The records below must be output exactly, with no images carried over.

Image-grounded pointing data
========
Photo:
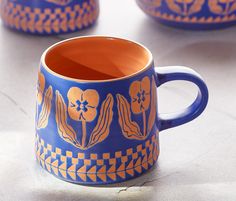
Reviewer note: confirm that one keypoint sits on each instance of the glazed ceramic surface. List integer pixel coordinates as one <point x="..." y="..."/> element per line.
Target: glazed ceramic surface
<point x="97" y="120"/>
<point x="192" y="14"/>
<point x="48" y="16"/>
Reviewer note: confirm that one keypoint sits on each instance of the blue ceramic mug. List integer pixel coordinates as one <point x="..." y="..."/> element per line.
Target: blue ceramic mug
<point x="46" y="17"/>
<point x="191" y="14"/>
<point x="97" y="120"/>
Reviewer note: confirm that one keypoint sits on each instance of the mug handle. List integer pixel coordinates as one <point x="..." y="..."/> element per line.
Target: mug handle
<point x="166" y="74"/>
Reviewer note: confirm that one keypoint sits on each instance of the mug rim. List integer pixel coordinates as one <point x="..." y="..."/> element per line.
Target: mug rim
<point x="146" y="67"/>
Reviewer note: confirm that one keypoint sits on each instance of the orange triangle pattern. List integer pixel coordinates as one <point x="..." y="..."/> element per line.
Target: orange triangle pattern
<point x="16" y="16"/>
<point x="96" y="173"/>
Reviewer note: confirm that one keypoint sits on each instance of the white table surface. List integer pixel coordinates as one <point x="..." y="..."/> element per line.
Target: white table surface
<point x="197" y="161"/>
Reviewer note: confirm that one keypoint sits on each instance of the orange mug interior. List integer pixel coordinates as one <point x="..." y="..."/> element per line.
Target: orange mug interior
<point x="97" y="58"/>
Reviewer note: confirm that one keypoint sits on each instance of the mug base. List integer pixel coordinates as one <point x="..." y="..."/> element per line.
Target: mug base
<point x="196" y="26"/>
<point x="98" y="183"/>
<point x="100" y="170"/>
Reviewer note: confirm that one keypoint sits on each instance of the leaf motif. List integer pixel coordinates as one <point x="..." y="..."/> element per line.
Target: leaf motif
<point x="46" y="109"/>
<point x="130" y="129"/>
<point x="102" y="129"/>
<point x="153" y="109"/>
<point x="66" y="132"/>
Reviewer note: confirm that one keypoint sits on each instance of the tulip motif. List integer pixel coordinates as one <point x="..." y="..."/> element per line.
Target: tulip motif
<point x="143" y="98"/>
<point x="82" y="107"/>
<point x="140" y="98"/>
<point x="185" y="7"/>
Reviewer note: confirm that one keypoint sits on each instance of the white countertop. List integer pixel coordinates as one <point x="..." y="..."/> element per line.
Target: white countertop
<point x="197" y="161"/>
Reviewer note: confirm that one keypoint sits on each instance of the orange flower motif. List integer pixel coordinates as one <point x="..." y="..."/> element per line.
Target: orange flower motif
<point x="40" y="88"/>
<point x="140" y="94"/>
<point x="82" y="104"/>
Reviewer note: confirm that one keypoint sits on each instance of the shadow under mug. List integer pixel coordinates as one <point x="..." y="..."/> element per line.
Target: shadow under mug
<point x="191" y="14"/>
<point x="47" y="17"/>
<point x="97" y="120"/>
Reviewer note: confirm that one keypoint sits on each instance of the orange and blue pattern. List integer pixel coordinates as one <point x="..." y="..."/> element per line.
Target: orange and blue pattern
<point x="50" y="16"/>
<point x="99" y="167"/>
<point x="191" y="14"/>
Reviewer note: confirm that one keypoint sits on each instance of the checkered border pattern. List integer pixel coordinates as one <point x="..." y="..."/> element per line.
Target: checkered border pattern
<point x="49" y="21"/>
<point x="95" y="167"/>
<point x="194" y="20"/>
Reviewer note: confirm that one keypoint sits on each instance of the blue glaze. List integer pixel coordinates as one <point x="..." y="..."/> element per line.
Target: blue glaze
<point x="128" y="112"/>
<point x="168" y="74"/>
<point x="204" y="15"/>
<point x="48" y="17"/>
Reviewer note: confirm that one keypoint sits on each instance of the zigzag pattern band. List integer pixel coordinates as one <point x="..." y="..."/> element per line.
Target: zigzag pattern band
<point x="98" y="167"/>
<point x="49" y="21"/>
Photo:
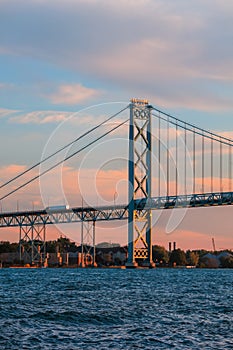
========
(Response for this exercise):
Photo:
Reviewer note: confirm that one keypoint sits on each instance of the glazed ceramic surface. List integer pixel coordinates as one <point x="..." y="..."/> element per line.
Target: glazed ceramic surface
<point x="97" y="120"/>
<point x="192" y="14"/>
<point x="48" y="16"/>
Reviewer note: confirm that one keypoint sits on each instance of the blue ceramic mug. List integer pixel coordinates as one <point x="..." y="..."/> element per line.
Target: blue ceramic mug
<point x="46" y="17"/>
<point x="191" y="14"/>
<point x="97" y="120"/>
Reviewer note: confirm that one keypoint sits on each instance of the mug handle. List integer pixel coordinates as one <point x="..." y="..."/> element per line.
Target: mug handle
<point x="166" y="74"/>
Reviewer note: confirm that one keypoint sits on each instance of the mug rim. List integer pixel coordinates as one <point x="..." y="..."/> element per line.
Target: mug rim
<point x="146" y="67"/>
Reviewer note: confirm that one keypoint sits on each instance of the orange triangle pattern. List integer pixel coordinates as one <point x="..." y="..."/> element per line.
Target: orange triangle pattern
<point x="16" y="16"/>
<point x="96" y="173"/>
Reviewer note: confirm that one keypoint sits on each instance of the white table surface. List integer pixel coordinates as one <point x="..." y="..."/> element per line.
Target: white table surface
<point x="197" y="161"/>
Reviewer note: confirm that one keypoint sits on each instance of the orange mug interior. List integer pixel coordinates as one <point x="..." y="..."/> element per line.
Target: orange mug interior
<point x="97" y="58"/>
Reviewer note: confirm that one keypoint sits on each instance of the mug base. List integer pixel coordinates as one <point x="..." y="..."/> element per line.
Target: mug base
<point x="196" y="26"/>
<point x="98" y="183"/>
<point x="100" y="170"/>
Reviewer note: confirm that one keypoint sits on each instance of the leaf motif. List integer pixel coordinates as one <point x="..." y="..."/> element per line.
Target: leaf motif
<point x="46" y="109"/>
<point x="130" y="129"/>
<point x="102" y="129"/>
<point x="153" y="109"/>
<point x="66" y="132"/>
Reviewer note: confirm that one keypoint sits on each instance of the tulip motif. List integer pixel coordinates as one <point x="..." y="..."/> element per line.
Target: tulip motif
<point x="143" y="98"/>
<point x="82" y="107"/>
<point x="140" y="98"/>
<point x="185" y="7"/>
Reviewer note: confirm that one keypoint sits on each instance of the white countertop. List integer pixel coordinates as one <point x="..." y="..."/> element per line.
Target: white countertop
<point x="197" y="161"/>
Reviewer note: confirm that one keypoint sits on each instance of the orange flower motif. List integer pixel coordinates as one <point x="..." y="..."/> element per line.
Target: orange flower motif
<point x="40" y="88"/>
<point x="140" y="94"/>
<point x="82" y="104"/>
Reviewer note: confirm that one keypoint sits on each instance of the shadow under mug. List integer pixel coordinates as one <point x="..." y="..."/> element per line.
Target: shadow under mug
<point x="191" y="14"/>
<point x="47" y="17"/>
<point x="97" y="120"/>
Reviewer note: confirm that one keypoint sits on each instance of the orange and blue pattern. List integer pixel coordinates as one <point x="..." y="..."/> element per line.
Target: orange and blue pattern
<point x="50" y="16"/>
<point x="99" y="167"/>
<point x="191" y="14"/>
Reviewer note: confirm that one keypoint sits on each instance of the checkered border pattern. List integer pixel coordinates as one <point x="..." y="..."/> element per line.
Target: checkered border pattern
<point x="49" y="21"/>
<point x="95" y="167"/>
<point x="194" y="20"/>
Reviewer note: confirm that one keypoint sits on each instance of the blue glaze. List integer pixel coordinates as one <point x="..." y="..."/> element per line.
Target: blue glaze
<point x="128" y="112"/>
<point x="168" y="74"/>
<point x="204" y="15"/>
<point x="48" y="17"/>
Reviewer note: confirm that one keypoint sits on each instance of the zigzag pattern band. List integer pixel coordinates as one <point x="..." y="..."/> element per line.
Target: zigzag pattern band
<point x="98" y="167"/>
<point x="49" y="21"/>
Photo:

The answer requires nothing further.